━━━ 데이터셋 항목 ━━━

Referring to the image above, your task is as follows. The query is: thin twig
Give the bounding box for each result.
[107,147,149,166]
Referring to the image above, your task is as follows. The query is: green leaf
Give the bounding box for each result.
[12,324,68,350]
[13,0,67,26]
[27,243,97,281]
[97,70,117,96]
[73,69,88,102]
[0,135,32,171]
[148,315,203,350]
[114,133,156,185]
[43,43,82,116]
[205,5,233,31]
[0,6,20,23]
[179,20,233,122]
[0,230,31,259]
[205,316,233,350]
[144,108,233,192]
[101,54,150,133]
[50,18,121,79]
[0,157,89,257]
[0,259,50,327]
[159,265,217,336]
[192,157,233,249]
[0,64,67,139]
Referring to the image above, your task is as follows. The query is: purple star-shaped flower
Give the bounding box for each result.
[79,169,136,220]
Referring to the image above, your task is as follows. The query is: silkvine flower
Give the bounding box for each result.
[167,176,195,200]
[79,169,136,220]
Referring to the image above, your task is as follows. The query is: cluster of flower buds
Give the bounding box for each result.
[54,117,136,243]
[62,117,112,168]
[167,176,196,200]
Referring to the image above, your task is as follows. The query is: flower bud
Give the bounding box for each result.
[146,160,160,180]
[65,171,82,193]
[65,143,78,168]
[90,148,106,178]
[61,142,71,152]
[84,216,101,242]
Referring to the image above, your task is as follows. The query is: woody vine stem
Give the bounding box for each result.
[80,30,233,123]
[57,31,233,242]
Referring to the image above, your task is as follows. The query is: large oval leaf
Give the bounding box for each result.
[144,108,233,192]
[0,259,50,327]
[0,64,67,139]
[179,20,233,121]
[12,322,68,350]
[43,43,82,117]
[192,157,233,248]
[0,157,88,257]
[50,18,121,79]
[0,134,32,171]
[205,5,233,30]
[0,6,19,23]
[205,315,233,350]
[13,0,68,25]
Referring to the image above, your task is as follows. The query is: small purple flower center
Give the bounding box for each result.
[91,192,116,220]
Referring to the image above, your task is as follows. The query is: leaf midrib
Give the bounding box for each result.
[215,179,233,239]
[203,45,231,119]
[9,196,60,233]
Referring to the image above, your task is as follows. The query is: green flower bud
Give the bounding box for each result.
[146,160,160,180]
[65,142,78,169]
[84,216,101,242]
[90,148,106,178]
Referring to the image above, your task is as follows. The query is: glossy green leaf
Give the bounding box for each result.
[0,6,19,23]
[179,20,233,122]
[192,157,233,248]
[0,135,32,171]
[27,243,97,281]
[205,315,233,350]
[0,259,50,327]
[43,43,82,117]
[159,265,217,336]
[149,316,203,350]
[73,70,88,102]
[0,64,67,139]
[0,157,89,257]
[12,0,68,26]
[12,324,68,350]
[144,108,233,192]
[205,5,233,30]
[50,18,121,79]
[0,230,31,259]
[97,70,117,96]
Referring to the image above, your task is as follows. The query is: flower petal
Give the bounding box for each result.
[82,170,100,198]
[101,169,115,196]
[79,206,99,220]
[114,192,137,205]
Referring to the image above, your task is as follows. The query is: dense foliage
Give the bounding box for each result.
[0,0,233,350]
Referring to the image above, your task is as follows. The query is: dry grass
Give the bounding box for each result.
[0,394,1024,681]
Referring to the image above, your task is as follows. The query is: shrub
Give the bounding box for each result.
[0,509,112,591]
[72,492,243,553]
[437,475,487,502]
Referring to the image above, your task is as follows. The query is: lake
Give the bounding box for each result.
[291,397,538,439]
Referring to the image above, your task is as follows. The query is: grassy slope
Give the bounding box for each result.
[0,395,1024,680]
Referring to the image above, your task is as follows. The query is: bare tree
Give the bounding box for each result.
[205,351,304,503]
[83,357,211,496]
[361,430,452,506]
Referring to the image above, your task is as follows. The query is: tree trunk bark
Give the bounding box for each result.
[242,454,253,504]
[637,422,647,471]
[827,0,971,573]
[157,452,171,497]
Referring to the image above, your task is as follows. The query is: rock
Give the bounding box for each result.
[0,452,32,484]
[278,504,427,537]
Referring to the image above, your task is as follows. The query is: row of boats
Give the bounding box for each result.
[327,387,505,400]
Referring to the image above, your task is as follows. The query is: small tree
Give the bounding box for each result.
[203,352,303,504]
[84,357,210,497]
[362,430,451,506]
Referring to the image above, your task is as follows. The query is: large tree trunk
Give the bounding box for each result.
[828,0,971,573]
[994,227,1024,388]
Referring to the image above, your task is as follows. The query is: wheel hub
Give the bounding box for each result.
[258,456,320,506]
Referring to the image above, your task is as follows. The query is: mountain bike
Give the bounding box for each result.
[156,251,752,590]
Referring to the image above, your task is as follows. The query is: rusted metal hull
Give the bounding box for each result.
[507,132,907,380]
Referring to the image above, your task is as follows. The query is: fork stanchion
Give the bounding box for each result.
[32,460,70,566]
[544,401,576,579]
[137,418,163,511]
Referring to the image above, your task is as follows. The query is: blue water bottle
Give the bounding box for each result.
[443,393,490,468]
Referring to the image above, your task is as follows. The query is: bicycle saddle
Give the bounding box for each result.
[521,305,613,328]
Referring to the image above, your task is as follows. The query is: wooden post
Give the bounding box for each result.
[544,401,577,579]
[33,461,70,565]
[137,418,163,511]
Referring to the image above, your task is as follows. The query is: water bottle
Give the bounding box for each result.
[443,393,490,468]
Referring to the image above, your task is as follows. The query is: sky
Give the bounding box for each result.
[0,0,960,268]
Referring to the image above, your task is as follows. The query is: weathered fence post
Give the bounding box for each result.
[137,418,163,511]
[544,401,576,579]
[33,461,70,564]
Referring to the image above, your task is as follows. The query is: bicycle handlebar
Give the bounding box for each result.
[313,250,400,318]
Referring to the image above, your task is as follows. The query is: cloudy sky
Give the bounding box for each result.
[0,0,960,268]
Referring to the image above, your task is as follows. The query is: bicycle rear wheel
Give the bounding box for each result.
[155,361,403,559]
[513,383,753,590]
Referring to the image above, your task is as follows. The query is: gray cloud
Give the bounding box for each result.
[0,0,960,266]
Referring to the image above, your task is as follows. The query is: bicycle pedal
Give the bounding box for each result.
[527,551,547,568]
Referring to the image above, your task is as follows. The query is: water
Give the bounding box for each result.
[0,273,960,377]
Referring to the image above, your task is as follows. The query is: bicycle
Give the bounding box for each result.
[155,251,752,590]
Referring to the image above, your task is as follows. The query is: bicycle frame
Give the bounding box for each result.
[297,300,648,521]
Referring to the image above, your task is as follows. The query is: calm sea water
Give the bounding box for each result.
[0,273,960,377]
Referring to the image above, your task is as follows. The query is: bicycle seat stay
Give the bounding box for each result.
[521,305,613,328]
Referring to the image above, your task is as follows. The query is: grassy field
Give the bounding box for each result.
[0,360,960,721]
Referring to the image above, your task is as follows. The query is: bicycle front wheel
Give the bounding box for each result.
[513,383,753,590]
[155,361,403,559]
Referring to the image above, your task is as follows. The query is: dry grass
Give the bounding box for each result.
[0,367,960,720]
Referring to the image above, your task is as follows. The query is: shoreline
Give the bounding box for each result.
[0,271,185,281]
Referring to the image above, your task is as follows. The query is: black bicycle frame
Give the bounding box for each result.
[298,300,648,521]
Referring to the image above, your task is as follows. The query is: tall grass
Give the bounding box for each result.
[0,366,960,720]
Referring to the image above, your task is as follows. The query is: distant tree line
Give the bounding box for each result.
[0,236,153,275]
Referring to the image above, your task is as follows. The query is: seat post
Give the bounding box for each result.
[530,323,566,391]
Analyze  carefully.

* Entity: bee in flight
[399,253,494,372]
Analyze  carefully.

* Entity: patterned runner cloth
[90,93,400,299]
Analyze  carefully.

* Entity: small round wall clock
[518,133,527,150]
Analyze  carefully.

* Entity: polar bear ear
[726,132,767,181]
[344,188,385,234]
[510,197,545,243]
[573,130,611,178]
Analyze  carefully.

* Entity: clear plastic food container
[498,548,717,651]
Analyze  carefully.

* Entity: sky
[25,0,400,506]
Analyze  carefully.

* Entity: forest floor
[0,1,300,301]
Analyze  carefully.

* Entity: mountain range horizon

━━━

"distant tree line" 문구가 들어 있는 줄에서 시작해 항목의 마지막 줄까지, 양 끝 줄을 포함해 그대로 옮겨 적어 주세요.

응답:
Referring to the image above, your task is as follows. The query is: distant tree line
Give the bounding box for each result.
[0,236,153,275]
Referring to the image above, your task is as follows. The query is: seat post
Give the bounding box for each result.
[530,323,566,391]
Analyze  carefully.

* Entity: bee in flight
[399,253,494,372]
Analyze  carefully.

* Entity: patterned runner cloth
[90,93,400,299]
Analyze  carefully.

* Entity: small round wall clock
[518,133,527,150]
Analyze  carefully.

* Entity: polar bear ear
[726,132,767,181]
[344,188,385,234]
[510,197,545,243]
[573,130,611,178]
Analyze  carefully.

* Entity: clear plastic food container
[498,548,717,651]
Analyze  carefully.

* Entity: sky
[25,0,400,506]
Analyze  carefully.

* Entity: forest floor
[0,1,300,301]
Analyze  carefully.

* Entity: mountain range horizon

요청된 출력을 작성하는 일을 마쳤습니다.